- GIVEN PASSAGE
•••

Skip to main content

Who's Responsible For The Mortgage Crisis?


OK, there is an awful lot of finger-pointing regarding who is responsible for this mortgage meltdown. The Democrats are blaming the Republicans for loosening up bank/finance regulations. The Republicans are blaming the Democrats for encouraging the sub-prime mortgage market (loaning to people who wouldn't ordinarily qualify for a mortgage). Lots of other people are blaming the CEO of the large financial institutions for being so greedy. It's funny but everybody has somebody to blame but nobody blames themselves.

In my opinion, there are many factors that contributed to the issue. Decreased regulation made it easier to get away with some questionable actions. Encouraging the sub-prime market got banks to loan to people they normally wouldn't loan to (the same people that are defaulting left and right). However, even with all of that, it comes down to one thing: greed.

It seems that everybody is after easy money. Buy a house you can't afford and, in a couple months, flip it for huge profit. Get a loan you can't afford and, before it adjusts, refinance for a better rate (because your home will be worth twice as much... right?). How many people fell into that trap? Of course, it's not just the consumers. There was greed on every level. Mortgage brokers who signed people up for loans they knew were unaffordable because they could just load it into a mortgage backed security and not have to worry about it anymore. The banks who  sold the securities to investors. There was massive amounts of greed at all levels.

•••

- DATA EXTRACT
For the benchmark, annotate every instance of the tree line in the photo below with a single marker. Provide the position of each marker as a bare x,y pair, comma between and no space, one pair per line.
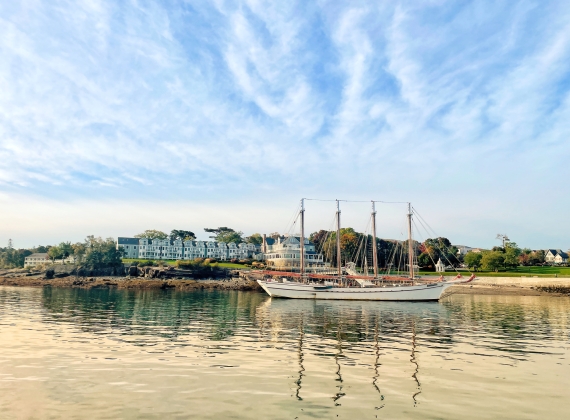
509,256
220,234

•••

- TASKS TO CARRY OUT
1) List every party that the opening paragraph of the mortgage crisis post says is being blamed for the meltdown.
2) Retype the stretch of the mortgage crisis post from "In my opinion, there" through "one thing: greed.", word for word.

- THE RESPONSES
1)
- The Republicans
- The Democrats
- The CEO of the large financial institutions

2)
In my opinion, there are many factors that contributed to the issue. Decreased regulation made it easier to get away with some questionable actions. Encouraging the sub-prime market got banks to loan to people they normally wouldn't loan to (the same people that are defaulting left and right). However, even with all of that, it comes down to one thing: greed.